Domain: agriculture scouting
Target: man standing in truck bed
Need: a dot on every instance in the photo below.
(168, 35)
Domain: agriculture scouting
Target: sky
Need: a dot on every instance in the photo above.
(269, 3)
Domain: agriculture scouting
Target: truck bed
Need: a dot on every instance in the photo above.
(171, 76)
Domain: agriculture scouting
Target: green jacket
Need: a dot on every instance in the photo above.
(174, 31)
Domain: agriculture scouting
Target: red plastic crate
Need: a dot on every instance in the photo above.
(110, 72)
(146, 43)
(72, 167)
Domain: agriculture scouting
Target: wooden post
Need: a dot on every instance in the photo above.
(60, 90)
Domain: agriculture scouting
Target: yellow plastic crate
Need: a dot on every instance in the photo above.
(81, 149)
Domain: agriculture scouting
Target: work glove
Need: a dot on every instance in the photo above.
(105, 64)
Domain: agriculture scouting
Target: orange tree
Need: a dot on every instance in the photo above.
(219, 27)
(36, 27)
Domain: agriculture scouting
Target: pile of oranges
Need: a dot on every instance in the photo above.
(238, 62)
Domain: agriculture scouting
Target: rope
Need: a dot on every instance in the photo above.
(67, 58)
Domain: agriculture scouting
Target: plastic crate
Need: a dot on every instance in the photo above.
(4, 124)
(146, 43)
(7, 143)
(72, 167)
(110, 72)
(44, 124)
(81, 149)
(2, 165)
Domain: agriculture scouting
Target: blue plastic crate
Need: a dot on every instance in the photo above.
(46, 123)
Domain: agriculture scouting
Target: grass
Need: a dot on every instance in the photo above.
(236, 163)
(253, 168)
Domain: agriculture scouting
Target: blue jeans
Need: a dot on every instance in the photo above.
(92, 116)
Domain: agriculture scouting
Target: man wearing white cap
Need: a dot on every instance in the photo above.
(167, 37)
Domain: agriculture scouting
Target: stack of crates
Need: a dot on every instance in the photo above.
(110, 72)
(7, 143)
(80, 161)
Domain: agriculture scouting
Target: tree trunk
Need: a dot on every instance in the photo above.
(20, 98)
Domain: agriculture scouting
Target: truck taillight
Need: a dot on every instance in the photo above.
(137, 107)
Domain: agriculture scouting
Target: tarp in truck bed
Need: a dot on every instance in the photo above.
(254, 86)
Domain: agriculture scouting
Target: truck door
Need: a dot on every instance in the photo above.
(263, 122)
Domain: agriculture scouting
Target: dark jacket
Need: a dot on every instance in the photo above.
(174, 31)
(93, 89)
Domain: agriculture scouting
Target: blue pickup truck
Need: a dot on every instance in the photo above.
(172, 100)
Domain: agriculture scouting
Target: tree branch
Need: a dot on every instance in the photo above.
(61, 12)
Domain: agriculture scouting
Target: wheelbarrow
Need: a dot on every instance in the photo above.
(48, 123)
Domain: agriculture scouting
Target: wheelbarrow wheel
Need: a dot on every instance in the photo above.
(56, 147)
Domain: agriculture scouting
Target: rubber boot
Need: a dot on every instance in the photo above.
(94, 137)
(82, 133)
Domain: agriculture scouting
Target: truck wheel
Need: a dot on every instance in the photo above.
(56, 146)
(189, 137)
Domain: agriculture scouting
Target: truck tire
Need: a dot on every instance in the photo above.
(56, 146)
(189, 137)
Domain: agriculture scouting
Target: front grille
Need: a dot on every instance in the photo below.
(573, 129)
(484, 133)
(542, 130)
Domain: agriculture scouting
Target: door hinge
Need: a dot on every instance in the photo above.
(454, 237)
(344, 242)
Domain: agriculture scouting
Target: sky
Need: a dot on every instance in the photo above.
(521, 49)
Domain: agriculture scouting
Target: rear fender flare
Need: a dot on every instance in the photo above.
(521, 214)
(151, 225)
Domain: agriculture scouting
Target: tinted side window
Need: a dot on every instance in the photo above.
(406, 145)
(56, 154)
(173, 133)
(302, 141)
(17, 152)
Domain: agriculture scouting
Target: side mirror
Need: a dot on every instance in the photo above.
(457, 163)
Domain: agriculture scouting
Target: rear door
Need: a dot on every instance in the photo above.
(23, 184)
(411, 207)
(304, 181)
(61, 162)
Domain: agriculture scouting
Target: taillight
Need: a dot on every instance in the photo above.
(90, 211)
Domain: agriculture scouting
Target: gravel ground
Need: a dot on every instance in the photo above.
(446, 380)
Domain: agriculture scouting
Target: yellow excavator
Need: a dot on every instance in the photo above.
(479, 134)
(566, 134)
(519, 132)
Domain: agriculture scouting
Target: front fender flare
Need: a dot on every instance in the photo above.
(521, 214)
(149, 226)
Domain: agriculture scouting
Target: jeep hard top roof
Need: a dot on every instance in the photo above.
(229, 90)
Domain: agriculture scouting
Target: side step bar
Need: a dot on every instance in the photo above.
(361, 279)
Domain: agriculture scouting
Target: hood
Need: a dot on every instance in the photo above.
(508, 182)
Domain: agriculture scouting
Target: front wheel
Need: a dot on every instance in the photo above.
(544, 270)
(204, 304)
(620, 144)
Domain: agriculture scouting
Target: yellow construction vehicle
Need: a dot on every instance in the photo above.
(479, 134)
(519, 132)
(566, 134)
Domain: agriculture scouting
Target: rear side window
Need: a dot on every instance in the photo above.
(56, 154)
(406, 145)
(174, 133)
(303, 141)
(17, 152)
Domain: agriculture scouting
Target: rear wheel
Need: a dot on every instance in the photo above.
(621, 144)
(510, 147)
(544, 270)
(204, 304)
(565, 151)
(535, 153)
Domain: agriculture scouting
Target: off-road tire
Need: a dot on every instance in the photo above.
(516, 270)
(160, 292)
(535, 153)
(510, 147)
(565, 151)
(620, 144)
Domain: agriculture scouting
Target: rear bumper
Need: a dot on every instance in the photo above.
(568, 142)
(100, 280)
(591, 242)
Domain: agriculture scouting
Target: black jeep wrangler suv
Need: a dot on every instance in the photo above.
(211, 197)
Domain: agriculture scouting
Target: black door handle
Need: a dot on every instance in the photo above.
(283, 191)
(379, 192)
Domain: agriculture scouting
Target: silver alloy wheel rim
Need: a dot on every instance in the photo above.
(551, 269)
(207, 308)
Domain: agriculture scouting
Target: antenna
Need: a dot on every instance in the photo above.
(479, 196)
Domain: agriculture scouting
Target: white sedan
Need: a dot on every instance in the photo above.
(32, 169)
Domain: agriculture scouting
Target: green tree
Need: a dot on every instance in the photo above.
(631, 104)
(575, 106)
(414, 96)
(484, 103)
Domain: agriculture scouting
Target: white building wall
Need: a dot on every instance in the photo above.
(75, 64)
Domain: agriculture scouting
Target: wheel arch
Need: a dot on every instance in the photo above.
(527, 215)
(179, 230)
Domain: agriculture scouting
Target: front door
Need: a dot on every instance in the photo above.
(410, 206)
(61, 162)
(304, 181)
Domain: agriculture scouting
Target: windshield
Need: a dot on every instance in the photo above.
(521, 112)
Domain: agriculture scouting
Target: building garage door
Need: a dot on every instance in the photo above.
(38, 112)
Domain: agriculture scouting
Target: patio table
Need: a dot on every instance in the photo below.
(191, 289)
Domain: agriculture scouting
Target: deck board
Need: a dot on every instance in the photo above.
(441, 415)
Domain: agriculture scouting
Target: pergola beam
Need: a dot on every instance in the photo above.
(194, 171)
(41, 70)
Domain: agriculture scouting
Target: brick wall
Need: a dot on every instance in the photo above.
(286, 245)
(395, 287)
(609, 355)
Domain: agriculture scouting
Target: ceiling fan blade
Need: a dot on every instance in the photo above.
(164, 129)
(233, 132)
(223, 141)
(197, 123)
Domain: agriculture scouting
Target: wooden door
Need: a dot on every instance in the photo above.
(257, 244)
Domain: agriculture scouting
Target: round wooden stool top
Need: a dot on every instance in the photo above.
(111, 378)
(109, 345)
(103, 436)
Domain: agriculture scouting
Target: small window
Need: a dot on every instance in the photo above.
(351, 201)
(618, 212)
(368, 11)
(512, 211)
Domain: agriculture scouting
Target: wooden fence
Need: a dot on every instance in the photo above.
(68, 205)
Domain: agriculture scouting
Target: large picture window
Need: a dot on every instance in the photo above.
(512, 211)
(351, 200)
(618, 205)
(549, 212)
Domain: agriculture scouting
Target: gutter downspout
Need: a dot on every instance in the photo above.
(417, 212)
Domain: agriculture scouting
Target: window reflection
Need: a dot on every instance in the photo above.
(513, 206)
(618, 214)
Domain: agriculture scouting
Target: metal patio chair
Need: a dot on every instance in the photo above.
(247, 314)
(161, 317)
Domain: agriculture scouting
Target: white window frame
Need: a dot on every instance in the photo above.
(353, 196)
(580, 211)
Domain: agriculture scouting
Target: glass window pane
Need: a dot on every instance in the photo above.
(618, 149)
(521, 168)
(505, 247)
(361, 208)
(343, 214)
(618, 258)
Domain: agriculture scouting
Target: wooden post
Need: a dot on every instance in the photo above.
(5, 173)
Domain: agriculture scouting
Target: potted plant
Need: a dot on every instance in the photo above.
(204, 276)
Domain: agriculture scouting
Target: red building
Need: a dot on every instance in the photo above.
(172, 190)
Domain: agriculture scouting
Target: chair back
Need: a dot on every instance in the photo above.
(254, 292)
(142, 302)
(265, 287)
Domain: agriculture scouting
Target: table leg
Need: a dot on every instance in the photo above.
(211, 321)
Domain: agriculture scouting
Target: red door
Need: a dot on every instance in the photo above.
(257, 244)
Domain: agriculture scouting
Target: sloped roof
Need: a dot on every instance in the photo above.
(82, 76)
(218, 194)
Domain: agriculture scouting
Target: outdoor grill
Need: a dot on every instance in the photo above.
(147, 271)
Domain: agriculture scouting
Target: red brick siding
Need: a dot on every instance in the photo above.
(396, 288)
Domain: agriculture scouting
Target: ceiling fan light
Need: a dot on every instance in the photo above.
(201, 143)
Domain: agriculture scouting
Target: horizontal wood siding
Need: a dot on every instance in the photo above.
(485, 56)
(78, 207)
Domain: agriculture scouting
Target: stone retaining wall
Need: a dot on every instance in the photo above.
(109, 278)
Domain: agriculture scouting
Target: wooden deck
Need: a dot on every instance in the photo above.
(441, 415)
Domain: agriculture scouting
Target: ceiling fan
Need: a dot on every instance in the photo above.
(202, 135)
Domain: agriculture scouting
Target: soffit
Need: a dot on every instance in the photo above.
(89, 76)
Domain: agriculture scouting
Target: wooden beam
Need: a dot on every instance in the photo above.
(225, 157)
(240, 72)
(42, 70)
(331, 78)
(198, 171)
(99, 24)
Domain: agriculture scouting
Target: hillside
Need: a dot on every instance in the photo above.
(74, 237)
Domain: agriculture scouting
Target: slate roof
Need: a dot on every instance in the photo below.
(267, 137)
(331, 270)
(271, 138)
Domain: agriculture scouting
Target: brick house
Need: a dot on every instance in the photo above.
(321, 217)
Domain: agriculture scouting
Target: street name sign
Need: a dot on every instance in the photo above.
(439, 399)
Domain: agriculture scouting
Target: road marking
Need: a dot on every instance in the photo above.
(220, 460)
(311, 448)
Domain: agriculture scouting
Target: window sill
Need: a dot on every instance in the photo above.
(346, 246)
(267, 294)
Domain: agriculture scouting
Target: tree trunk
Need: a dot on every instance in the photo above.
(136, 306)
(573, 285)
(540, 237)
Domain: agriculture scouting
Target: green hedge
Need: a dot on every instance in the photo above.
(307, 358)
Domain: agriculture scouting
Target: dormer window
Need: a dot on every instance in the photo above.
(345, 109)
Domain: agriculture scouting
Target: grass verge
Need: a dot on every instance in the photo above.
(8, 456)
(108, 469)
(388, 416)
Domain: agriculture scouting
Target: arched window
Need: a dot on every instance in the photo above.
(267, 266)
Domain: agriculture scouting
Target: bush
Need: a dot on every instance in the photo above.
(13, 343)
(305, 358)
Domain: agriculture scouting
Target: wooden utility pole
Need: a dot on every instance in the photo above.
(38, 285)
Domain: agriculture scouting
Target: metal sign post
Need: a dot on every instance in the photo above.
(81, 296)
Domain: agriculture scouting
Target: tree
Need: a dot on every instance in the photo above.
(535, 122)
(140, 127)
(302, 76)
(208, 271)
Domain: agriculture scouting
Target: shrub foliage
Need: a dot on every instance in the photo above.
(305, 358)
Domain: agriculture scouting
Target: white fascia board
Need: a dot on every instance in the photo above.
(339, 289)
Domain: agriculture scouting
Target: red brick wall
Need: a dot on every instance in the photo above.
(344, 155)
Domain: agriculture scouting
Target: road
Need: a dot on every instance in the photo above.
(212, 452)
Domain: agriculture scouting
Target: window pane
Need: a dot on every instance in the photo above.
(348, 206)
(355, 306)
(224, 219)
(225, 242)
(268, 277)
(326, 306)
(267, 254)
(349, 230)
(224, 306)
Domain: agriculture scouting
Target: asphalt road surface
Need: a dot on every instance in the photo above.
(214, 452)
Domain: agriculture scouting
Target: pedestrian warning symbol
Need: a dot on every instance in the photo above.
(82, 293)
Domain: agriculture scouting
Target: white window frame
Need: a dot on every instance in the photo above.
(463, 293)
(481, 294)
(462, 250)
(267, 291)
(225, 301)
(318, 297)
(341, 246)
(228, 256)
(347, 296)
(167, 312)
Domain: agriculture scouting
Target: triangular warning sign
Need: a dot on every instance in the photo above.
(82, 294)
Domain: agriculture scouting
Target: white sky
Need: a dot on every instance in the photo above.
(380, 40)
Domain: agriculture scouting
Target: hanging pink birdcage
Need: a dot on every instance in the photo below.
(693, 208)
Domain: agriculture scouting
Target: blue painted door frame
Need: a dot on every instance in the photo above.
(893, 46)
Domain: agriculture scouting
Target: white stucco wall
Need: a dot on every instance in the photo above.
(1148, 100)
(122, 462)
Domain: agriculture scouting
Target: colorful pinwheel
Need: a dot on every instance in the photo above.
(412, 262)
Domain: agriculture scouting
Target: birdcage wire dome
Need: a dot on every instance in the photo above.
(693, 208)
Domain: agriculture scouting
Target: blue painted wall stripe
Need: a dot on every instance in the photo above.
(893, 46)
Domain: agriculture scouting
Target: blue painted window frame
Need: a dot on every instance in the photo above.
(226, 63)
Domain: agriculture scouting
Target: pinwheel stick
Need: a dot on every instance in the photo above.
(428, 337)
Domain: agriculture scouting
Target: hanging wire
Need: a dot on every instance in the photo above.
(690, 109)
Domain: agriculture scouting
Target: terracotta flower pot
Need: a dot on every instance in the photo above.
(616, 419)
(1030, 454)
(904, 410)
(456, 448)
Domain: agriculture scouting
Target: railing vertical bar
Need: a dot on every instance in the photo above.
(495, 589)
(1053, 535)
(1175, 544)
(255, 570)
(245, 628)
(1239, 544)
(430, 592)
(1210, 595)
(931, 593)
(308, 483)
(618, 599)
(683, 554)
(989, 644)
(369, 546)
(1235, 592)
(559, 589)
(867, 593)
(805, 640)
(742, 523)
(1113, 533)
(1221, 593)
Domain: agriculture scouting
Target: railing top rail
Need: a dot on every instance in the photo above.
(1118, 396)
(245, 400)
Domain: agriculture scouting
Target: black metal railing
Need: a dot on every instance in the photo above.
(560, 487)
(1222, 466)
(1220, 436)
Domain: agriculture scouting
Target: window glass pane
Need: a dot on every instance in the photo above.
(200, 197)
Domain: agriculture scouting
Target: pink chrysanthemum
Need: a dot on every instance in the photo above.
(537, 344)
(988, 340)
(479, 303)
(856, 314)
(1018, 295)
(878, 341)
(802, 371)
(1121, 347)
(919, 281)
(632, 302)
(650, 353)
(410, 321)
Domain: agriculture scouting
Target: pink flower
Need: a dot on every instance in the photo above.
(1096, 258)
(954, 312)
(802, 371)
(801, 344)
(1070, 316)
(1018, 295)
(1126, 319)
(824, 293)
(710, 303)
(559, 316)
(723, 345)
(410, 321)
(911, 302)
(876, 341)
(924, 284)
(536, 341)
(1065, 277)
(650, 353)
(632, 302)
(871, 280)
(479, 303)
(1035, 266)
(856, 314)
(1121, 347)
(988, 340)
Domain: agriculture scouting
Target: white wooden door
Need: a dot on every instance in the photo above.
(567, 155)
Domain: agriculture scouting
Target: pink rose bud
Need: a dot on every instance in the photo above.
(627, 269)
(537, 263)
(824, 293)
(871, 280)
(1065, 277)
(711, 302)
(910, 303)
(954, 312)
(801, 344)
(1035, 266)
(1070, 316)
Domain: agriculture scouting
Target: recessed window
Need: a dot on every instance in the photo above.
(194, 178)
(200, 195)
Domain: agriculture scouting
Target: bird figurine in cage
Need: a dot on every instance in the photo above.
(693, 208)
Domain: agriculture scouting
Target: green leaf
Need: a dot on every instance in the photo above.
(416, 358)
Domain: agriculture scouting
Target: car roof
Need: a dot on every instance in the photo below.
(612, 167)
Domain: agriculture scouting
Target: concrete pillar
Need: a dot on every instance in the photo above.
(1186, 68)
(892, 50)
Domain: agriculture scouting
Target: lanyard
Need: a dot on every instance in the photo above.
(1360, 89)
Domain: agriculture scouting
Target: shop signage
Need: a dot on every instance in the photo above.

■ WRITTEN PROBLEM:
Which lines in the rows above contain the word "wire"? Return each of them in full.

■ FULL OUTPUT:
Target: birdcage wire dome
Target: hanging wire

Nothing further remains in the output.